INSTRUCTION: Copy the listing word for word, beginning at the line that contains "Where in this drawing can the crumbly" and continuing through the end of the listing.

■ ■ ■

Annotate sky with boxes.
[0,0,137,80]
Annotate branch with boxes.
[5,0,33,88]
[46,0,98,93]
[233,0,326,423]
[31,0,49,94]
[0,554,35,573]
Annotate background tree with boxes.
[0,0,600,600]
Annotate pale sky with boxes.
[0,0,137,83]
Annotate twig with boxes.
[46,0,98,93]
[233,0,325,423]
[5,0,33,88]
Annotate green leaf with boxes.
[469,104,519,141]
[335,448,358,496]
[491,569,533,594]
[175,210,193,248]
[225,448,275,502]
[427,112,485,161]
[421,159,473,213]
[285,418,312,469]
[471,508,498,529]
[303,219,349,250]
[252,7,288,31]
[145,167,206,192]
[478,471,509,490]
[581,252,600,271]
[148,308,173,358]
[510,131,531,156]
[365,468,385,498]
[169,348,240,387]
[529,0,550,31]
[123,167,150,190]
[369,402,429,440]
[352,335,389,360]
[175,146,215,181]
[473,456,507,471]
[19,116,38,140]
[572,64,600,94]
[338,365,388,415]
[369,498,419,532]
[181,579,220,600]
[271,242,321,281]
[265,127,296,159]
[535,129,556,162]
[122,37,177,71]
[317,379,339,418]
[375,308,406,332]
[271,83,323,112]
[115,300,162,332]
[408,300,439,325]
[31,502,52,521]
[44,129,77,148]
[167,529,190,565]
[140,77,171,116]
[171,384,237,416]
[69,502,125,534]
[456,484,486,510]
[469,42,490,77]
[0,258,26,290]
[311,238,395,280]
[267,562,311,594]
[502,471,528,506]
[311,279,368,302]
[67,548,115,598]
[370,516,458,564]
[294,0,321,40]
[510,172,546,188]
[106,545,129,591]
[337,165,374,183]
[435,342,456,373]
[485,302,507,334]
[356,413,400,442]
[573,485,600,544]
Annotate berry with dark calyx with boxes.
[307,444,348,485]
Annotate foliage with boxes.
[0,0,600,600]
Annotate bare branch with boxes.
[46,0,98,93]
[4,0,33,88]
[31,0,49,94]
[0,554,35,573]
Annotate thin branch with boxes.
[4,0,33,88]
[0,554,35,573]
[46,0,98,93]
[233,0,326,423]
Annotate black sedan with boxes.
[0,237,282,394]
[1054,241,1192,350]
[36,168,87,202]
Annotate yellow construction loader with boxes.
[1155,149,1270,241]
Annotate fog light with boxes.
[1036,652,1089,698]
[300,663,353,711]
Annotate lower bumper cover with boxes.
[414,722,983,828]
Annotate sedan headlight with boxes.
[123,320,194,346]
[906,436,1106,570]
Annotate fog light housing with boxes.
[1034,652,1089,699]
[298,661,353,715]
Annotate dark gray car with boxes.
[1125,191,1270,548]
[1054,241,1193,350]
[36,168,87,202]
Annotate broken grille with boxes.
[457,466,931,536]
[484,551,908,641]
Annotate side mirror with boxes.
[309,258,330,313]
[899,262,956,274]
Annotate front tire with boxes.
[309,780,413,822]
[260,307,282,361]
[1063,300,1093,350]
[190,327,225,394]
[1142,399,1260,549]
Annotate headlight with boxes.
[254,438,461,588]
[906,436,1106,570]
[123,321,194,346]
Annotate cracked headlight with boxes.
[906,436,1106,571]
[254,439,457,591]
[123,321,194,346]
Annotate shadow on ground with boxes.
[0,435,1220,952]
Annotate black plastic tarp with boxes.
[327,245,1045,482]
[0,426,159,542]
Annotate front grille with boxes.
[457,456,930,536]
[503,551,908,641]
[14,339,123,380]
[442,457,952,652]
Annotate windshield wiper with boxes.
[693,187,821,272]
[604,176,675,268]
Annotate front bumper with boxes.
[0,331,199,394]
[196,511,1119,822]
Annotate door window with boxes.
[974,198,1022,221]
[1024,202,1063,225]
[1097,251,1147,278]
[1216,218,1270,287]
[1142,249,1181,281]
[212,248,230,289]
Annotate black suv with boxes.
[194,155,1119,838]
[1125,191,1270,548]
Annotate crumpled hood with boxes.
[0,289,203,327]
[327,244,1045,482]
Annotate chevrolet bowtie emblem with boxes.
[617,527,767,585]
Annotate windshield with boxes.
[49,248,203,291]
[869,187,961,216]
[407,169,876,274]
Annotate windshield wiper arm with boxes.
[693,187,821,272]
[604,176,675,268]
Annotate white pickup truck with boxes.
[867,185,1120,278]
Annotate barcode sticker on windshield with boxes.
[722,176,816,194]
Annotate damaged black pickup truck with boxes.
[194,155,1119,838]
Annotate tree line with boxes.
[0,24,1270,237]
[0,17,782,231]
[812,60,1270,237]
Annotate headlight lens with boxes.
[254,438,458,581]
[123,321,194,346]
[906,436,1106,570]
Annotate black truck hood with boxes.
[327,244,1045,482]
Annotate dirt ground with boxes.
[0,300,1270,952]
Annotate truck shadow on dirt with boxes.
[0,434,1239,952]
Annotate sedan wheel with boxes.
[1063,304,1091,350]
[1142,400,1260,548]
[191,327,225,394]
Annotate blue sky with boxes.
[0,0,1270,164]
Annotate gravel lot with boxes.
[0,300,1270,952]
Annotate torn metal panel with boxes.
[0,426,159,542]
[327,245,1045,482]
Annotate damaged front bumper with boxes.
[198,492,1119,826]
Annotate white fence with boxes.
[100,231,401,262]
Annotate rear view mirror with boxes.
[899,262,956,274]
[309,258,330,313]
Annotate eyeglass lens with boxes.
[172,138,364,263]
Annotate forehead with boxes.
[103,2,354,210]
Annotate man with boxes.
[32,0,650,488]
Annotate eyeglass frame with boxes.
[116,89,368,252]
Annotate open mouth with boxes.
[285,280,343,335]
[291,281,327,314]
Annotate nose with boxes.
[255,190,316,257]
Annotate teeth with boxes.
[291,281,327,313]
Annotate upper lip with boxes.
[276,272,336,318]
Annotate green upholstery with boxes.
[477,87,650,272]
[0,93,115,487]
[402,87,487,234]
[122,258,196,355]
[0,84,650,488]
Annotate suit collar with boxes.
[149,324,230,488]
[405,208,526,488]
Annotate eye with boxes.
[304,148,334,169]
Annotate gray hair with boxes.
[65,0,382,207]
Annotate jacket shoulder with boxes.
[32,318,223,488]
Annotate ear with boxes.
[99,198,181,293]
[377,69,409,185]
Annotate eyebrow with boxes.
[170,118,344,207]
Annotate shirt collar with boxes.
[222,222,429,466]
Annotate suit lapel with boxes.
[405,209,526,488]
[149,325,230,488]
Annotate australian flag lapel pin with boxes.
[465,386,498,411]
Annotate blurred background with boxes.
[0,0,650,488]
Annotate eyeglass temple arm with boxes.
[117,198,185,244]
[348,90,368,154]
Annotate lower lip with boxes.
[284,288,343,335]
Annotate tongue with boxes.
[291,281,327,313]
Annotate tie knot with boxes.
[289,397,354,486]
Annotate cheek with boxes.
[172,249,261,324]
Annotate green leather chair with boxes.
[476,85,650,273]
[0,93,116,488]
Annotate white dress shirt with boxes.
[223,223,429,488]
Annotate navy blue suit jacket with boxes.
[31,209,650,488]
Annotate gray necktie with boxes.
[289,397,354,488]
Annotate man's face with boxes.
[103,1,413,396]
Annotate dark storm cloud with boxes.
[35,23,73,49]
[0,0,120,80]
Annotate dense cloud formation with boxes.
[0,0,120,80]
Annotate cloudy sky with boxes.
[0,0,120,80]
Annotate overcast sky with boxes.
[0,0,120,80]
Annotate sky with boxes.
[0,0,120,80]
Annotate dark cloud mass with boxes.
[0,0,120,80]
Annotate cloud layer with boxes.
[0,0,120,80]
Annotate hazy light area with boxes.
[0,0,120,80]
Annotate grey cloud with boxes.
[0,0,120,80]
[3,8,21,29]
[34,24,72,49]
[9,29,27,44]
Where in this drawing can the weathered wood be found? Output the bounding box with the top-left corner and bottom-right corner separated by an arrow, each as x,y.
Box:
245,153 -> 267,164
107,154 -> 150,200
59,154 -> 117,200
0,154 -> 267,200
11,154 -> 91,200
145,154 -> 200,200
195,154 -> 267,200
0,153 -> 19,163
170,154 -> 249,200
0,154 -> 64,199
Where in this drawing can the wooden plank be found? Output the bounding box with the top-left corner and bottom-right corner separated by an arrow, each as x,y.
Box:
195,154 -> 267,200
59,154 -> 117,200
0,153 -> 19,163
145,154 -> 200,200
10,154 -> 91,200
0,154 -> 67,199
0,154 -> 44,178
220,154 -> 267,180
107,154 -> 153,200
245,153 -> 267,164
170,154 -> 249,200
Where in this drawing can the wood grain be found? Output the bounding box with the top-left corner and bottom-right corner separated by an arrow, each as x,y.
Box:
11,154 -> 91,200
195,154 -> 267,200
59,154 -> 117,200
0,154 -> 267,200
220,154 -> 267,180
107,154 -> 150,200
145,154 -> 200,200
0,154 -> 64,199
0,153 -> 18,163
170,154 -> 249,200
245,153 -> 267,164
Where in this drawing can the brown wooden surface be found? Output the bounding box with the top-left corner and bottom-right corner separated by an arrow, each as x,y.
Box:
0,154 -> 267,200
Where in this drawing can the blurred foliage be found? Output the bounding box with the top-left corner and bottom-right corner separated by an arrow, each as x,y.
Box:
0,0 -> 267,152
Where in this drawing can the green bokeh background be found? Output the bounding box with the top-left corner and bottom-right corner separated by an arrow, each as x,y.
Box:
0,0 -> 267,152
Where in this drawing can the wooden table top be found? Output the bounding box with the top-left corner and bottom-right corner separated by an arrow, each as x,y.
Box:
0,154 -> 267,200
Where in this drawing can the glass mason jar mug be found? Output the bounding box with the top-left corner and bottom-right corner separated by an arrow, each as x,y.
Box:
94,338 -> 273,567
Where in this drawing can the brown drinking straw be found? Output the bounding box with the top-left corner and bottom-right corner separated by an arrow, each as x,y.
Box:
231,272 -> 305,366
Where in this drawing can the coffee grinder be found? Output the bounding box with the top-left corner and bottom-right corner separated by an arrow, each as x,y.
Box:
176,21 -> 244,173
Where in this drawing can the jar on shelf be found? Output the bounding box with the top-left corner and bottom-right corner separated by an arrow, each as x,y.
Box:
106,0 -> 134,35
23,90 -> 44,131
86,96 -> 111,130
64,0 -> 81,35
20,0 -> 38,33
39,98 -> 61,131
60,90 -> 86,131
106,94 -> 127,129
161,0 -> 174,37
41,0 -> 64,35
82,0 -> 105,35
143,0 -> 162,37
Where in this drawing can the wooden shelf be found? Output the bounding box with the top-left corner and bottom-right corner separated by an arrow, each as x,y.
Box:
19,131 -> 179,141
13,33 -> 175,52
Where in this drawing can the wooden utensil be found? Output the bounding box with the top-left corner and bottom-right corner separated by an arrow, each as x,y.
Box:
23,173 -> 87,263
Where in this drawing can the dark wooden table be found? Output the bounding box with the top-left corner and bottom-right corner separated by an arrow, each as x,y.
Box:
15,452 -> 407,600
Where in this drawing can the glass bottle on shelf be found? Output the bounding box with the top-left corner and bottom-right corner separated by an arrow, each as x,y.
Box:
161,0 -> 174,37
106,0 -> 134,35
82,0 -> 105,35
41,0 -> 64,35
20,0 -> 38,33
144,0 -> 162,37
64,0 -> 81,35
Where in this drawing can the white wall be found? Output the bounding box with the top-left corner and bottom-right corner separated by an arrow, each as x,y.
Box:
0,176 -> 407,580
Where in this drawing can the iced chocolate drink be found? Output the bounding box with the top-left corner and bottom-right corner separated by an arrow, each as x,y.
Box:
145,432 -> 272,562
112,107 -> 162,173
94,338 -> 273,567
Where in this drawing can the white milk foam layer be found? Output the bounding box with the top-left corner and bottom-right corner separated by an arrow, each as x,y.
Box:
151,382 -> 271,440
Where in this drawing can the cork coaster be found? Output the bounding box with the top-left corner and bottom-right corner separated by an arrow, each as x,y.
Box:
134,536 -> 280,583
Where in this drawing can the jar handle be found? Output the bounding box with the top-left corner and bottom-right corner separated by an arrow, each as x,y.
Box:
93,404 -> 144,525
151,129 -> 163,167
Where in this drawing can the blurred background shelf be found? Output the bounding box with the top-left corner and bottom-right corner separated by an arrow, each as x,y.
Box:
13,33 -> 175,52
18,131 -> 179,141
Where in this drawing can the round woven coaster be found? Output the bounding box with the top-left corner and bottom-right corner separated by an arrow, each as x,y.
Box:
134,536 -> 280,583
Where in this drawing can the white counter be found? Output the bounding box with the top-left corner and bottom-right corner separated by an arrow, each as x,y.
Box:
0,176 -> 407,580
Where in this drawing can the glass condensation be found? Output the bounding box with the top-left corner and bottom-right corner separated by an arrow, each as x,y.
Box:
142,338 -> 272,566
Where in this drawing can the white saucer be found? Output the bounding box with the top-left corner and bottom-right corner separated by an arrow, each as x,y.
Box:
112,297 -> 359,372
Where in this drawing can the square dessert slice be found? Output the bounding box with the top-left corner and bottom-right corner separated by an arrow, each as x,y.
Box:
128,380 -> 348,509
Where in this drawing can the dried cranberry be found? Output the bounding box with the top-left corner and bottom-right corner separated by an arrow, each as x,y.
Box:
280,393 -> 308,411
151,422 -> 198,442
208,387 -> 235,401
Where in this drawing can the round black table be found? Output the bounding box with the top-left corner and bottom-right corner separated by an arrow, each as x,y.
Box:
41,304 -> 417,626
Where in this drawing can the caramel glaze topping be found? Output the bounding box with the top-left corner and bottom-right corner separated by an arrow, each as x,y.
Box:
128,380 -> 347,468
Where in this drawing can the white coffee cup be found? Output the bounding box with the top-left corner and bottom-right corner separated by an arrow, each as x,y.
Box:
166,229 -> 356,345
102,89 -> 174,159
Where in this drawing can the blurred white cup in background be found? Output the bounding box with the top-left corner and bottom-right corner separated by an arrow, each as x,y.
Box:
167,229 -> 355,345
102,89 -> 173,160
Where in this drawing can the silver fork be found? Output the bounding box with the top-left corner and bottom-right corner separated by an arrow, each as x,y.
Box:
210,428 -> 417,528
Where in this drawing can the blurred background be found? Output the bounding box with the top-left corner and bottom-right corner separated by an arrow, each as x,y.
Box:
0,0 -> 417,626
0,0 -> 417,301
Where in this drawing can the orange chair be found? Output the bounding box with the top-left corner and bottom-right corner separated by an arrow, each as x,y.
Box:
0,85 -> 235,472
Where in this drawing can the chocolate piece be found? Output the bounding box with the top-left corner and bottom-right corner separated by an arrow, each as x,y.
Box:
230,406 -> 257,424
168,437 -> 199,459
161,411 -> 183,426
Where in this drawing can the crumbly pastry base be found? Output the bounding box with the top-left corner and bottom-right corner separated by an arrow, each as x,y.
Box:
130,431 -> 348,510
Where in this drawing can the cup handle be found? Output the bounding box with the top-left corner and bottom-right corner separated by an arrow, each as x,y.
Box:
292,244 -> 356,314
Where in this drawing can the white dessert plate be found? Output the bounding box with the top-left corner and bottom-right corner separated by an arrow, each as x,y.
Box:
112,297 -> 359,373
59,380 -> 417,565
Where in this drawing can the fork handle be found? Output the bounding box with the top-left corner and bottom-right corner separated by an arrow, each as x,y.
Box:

■ ■ ■

RESULT OF THE EXERCISE:
Where in this drawing can the crumbly pastry base be found? Output the bounding box with the top-left corner and bottom-right corner separated by an arrow, each as x,y.
Box:
130,431 -> 348,510
Where in this drawing can the cup handle be found? Output the bounding box with the top-left corner and bottom-right corner separated by an arrow, each as x,y.
Box:
292,244 -> 356,314
Where in this drawing can the white dessert plate be found? Output the bounding box with the top-left corner and bottom-right corner separated by an arrow, each as x,y.
Box:
112,297 -> 359,373
59,380 -> 417,565
Where in this drawing can the fork handle be found? Output the bounding box with the top-left corner and bottom-right corner separated by an arrow, each as x,y.
Box:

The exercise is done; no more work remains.